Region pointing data
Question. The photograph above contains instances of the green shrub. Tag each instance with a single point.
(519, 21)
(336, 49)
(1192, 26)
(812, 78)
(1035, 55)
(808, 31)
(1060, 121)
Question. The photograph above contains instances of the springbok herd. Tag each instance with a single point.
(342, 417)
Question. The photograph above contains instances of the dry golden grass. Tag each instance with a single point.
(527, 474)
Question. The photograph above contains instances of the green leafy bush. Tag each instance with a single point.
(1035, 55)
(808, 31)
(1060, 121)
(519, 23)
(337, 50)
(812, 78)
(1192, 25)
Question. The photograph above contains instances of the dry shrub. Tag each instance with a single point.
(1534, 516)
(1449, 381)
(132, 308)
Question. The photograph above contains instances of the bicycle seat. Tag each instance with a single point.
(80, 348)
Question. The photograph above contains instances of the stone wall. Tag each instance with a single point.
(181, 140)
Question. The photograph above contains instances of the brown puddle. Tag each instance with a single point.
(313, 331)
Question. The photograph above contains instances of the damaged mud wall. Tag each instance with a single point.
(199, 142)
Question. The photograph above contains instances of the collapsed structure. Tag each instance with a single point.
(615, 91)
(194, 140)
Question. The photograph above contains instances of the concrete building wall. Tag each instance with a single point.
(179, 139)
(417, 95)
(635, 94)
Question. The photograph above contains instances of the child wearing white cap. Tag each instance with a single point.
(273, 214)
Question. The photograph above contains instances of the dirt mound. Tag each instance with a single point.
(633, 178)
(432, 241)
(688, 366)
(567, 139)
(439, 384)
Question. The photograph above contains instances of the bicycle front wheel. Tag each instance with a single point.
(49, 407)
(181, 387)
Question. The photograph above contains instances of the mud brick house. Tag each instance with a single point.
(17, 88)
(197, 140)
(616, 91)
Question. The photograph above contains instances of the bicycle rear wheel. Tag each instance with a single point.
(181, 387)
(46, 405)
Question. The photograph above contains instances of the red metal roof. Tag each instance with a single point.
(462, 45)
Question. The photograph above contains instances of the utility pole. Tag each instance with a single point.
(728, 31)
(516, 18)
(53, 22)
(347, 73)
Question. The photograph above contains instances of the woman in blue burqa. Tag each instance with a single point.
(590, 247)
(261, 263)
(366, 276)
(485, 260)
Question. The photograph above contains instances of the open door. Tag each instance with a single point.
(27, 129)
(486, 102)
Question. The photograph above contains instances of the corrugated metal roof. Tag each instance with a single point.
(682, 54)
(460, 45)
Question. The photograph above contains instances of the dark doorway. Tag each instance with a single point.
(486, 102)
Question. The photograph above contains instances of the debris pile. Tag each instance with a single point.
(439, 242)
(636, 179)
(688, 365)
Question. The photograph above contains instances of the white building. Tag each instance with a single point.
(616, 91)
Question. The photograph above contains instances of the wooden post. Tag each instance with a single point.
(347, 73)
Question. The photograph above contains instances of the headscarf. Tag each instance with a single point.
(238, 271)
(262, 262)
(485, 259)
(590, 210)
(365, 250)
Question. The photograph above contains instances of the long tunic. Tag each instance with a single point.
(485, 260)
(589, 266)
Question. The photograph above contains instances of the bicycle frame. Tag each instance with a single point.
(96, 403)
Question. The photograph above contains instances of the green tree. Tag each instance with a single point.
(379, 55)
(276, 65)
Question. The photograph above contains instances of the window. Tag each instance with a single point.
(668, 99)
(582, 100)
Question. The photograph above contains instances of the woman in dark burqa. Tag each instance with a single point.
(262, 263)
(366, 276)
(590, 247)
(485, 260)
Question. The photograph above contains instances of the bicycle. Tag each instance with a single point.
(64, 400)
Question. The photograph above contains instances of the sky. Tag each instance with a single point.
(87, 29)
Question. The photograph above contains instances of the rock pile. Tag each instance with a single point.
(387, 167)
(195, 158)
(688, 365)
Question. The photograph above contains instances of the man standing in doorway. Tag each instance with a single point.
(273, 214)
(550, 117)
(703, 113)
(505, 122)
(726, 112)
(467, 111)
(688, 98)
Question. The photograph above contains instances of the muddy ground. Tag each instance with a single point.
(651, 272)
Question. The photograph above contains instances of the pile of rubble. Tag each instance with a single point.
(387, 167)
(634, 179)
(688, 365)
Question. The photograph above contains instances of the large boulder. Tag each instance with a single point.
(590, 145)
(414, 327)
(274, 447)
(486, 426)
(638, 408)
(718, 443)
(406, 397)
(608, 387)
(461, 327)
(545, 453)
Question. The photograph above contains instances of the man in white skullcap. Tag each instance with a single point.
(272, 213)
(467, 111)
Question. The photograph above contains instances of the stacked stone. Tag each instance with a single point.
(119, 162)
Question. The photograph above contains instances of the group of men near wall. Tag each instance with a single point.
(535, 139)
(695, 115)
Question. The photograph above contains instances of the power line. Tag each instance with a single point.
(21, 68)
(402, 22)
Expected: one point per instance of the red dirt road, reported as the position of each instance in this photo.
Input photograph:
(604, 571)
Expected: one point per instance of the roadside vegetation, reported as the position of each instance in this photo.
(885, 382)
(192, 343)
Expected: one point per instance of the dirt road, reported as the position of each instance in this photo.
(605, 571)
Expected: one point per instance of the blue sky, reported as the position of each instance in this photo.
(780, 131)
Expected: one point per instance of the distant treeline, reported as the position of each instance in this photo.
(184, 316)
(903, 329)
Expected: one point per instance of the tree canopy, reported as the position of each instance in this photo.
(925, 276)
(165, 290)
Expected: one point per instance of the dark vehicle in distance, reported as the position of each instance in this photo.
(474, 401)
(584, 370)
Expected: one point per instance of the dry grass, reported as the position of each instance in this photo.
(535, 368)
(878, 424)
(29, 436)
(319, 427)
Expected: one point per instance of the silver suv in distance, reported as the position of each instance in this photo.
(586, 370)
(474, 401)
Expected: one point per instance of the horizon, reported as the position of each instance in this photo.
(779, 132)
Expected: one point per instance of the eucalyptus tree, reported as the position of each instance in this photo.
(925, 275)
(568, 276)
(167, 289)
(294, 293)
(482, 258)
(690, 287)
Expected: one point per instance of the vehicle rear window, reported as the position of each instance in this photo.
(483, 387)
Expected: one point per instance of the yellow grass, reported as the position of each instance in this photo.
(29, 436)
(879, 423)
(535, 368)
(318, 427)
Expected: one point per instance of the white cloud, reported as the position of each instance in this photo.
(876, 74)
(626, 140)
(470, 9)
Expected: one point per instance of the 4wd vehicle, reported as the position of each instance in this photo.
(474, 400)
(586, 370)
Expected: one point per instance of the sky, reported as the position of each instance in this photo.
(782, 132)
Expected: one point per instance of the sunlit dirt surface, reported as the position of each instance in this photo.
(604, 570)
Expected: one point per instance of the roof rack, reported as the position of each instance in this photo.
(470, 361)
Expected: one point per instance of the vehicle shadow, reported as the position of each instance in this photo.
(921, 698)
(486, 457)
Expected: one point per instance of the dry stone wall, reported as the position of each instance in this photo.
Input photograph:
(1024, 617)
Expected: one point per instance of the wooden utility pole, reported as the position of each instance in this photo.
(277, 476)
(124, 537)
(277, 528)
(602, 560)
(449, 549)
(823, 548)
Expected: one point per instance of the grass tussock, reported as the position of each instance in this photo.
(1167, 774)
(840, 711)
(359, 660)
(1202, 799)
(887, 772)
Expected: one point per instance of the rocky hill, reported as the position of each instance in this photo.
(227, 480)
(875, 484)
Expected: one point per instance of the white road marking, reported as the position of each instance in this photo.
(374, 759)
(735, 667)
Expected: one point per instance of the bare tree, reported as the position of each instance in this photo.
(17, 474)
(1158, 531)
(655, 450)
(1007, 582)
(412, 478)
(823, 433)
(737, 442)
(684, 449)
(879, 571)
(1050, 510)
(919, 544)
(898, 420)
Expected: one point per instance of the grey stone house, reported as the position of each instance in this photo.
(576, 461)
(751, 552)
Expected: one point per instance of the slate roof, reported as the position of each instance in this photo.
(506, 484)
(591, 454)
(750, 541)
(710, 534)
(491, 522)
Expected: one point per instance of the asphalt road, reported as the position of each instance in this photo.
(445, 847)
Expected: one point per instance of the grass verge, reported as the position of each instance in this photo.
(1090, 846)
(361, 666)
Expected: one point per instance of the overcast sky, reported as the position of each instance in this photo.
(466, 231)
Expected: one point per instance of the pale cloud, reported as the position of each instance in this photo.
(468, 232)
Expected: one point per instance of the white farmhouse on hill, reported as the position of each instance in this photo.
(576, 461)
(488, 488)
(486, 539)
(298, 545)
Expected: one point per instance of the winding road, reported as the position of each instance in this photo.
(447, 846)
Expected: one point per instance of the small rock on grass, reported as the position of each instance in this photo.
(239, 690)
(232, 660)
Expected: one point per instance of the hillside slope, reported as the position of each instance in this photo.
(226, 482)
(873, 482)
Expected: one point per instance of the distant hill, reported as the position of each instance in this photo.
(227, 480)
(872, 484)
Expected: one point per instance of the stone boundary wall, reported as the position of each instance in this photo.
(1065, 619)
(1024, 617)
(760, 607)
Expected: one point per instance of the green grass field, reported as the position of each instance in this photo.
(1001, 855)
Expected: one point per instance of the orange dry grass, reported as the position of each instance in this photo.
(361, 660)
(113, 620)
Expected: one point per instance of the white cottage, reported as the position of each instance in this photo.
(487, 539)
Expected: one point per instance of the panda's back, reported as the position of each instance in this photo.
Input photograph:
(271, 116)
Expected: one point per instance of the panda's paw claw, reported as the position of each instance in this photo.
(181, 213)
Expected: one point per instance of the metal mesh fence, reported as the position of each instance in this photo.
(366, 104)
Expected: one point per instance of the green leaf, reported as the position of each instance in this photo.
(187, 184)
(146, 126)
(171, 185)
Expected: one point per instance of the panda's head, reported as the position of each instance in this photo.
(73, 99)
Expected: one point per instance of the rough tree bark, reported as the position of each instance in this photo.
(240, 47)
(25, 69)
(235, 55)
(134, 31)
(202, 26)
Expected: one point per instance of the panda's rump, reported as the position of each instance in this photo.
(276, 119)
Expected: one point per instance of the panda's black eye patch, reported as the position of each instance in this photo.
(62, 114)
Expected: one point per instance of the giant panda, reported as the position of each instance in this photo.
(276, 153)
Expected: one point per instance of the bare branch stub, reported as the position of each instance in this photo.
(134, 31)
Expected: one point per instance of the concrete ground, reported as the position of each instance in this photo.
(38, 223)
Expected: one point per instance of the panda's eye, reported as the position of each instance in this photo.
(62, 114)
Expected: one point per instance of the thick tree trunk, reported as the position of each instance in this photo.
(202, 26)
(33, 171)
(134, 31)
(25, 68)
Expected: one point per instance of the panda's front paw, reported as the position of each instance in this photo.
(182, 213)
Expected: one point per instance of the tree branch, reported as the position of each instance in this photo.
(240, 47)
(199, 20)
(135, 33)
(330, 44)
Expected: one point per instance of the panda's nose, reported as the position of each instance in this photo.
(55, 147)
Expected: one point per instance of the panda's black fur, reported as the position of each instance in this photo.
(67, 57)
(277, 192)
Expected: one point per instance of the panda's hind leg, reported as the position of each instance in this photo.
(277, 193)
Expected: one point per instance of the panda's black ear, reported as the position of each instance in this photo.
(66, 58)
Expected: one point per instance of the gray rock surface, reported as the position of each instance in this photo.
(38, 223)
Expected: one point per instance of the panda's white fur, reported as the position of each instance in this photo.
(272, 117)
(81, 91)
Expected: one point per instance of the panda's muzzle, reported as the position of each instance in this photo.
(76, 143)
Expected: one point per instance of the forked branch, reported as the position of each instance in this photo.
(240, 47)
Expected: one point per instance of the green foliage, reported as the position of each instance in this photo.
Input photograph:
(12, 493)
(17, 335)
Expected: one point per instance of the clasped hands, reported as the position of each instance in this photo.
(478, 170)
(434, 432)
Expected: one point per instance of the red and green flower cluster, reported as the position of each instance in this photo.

Exercise instructions: Retype exactly, and only, the lines that run from the one with "Expected: one point per instance of the concrete" through the final line of the entries.

Output for this exercise:
Expected: one point per instance of the concrete ground, reported as the position of each instance in this photo.
(38, 223)
Expected: one point per instance of the panda's eye, reported as the position of each instance in this photo.
(62, 114)
Expected: one point per instance of the thick tree trunk, reported as the position of each instance in this photo.
(202, 26)
(33, 171)
(134, 31)
(25, 68)
Expected: one point per instance of the panda's front paw, reported as the position of each instance in this photo.
(182, 213)
Expected: one point per instance of the tree branch, reported as the position of each instance in this photo.
(240, 47)
(199, 20)
(135, 33)
(330, 44)
Expected: one point per instance of the panda's nose, reported as the position of each instance in this photo.
(55, 147)
Expected: one point per instance of the panda's black fur, reported as the position of each instance in this photo.
(67, 57)
(277, 192)
Expected: one point per instance of the panda's hind leg, reported as the position of each instance in this photo.
(277, 193)
Expected: one point per instance of the panda's black ear, reported as the position of each instance in this photo.
(66, 58)
Expected: one point per instance of the gray rock surface, reported as the position of each instance in this photo.
(38, 223)
Expected: one point per instance of the panda's white fur, reported as the position of each instance in this photo.
(272, 117)
(81, 91)
Expected: one point per instance of the panda's muzzle, reported as the position of each instance in this photo.
(76, 143)
Expected: one point per instance of the forked branch, reported as the position of each instance in this photo.
(240, 47)
Expected: one point per instance of the green foliage, reported as the position of each instance in this photo.
Input photograph:
(12, 493)
(17, 335)
Expected: one point per instance of the clasped hands, reported as the position of each instance in this photo.
(478, 170)
(434, 432)
Expected: one point per instance of the red and green flower cluster, reported as the position of each instance in this photo.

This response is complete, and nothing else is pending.